* **Assignment**
Nothing in the records should be changed in the copy, though the pictures must be left out.

* **Records to use**
•••••
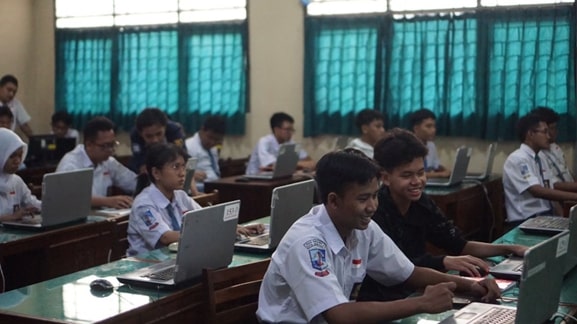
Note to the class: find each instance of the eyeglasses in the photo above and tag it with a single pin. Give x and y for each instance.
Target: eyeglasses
(108, 146)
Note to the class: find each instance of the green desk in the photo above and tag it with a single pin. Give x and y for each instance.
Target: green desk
(69, 298)
(28, 257)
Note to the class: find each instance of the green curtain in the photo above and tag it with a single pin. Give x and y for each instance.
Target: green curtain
(530, 56)
(339, 72)
(189, 71)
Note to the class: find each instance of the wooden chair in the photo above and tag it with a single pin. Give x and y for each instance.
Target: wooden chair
(232, 293)
(207, 199)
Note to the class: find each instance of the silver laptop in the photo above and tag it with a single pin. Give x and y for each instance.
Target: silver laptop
(539, 289)
(285, 166)
(66, 199)
(288, 203)
(488, 165)
(206, 240)
(459, 170)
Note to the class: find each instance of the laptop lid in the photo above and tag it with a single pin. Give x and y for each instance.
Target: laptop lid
(288, 203)
(459, 169)
(539, 289)
(285, 166)
(66, 199)
(206, 240)
(491, 151)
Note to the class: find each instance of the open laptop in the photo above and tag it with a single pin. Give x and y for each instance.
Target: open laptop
(47, 149)
(285, 166)
(206, 240)
(288, 203)
(539, 289)
(459, 170)
(65, 199)
(488, 165)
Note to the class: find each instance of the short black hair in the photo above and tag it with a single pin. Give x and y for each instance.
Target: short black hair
(366, 116)
(336, 171)
(398, 147)
(277, 119)
(549, 115)
(216, 124)
(418, 116)
(95, 125)
(8, 78)
(62, 116)
(149, 117)
(5, 111)
(527, 123)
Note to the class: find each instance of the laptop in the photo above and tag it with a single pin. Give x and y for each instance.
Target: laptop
(459, 170)
(539, 289)
(47, 149)
(285, 166)
(488, 165)
(206, 240)
(66, 199)
(288, 203)
(512, 267)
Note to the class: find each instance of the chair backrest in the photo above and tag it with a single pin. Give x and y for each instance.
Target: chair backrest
(232, 293)
(207, 199)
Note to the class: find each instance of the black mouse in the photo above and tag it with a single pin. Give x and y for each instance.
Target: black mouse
(101, 285)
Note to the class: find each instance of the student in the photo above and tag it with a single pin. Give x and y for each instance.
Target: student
(61, 126)
(8, 89)
(554, 154)
(371, 124)
(264, 155)
(530, 187)
(6, 117)
(423, 124)
(160, 202)
(203, 147)
(96, 152)
(327, 252)
(152, 126)
(16, 200)
(412, 219)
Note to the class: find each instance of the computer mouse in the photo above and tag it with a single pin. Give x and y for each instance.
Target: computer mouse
(101, 285)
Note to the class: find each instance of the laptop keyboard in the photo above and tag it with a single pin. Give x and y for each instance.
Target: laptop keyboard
(164, 274)
(497, 316)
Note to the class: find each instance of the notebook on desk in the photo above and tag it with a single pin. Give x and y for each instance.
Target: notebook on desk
(459, 170)
(288, 203)
(206, 240)
(285, 166)
(539, 290)
(490, 157)
(66, 199)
•••••
* **Expected answer**
Note to the class: find each instance of the eyeglasses in the photo above and tag it with a single pin. Give x and y for each instance.
Target: eyeglasses
(108, 146)
Note to the class: find each instance of the green desk in the photo above and tag it with a single pin. Give x and y for each instance.
Target: green desk
(69, 298)
(28, 257)
Note to the class: find each instance of the green curtain in the photo above and tag it with a single pin. Give x and y for each instance.
Target: green curtain
(530, 56)
(339, 72)
(189, 71)
Note to the class: find each instance of the wooden chair in the photo above and tag it with a single pin. Give x and y for each instance.
Target: wooden chair
(232, 293)
(207, 199)
Note to the class: find each instance of the silver laptop in the photo above and tag it with a single pin. Give x and y for each instance.
Target: silver laptop
(539, 289)
(285, 166)
(66, 199)
(288, 203)
(488, 165)
(206, 240)
(459, 170)
Note to the class: find each instance of the laptop lid in the photo above and tag it with a single pin. Give x and y for each instance.
Target: laptop lid
(288, 203)
(459, 169)
(539, 289)
(285, 166)
(66, 199)
(206, 240)
(491, 151)
Note to the class: find each instance of the open laptop in the photo above and tag it with a single pin. Give x and y for each instance.
Target: open laptop
(47, 149)
(285, 166)
(206, 240)
(288, 203)
(539, 289)
(459, 170)
(65, 199)
(488, 165)
Note to the class: find each instance of the short black hair in the photo above and tag it with a single pin. Give x and y for each instance.
Target: short black hair
(366, 116)
(336, 171)
(398, 147)
(277, 119)
(549, 115)
(216, 124)
(418, 116)
(95, 125)
(8, 78)
(62, 116)
(149, 117)
(5, 111)
(527, 123)
Note to the class: find each instance of the laptop in the photo above and tag it with a single pin. Give x and y for each instance.
Target: laptop
(459, 170)
(539, 289)
(47, 149)
(285, 166)
(488, 165)
(206, 240)
(66, 199)
(288, 203)
(512, 267)
Note to the class: find each instance of the chair backrest in the photo above and tag it with a single pin. Give x and y for each instance.
Target: chair backrest
(232, 293)
(207, 199)
Note to the class: find each instance of the black mouse in the photo above and tag it with a single pin. Give x and y for each instance.
Target: black mouse
(101, 285)
Note to the class: find each instance of the student in the photo above and tag it with a single pin. Give x and y for each instance.
Target: student
(61, 126)
(8, 89)
(554, 154)
(371, 124)
(264, 155)
(530, 187)
(6, 117)
(423, 124)
(160, 202)
(203, 147)
(96, 152)
(327, 252)
(152, 126)
(16, 200)
(412, 219)
Note to the class: find each instance of the computer mouse in the photo above and tag it with a single pin. Give x and y for each instance.
Target: computer mouse
(101, 285)
Note to the class: find each instance of the laptop keyboard in the photo above and tag it with a single pin. Give x and y for each instance.
Target: laptop keyboard
(164, 274)
(497, 316)
Note to the class: find each instance of the notebook on desk in the photo above and tag it with a single pin. Give x and y for each instance.
Target: notebook on desk
(459, 170)
(288, 203)
(206, 240)
(285, 166)
(539, 290)
(490, 157)
(66, 199)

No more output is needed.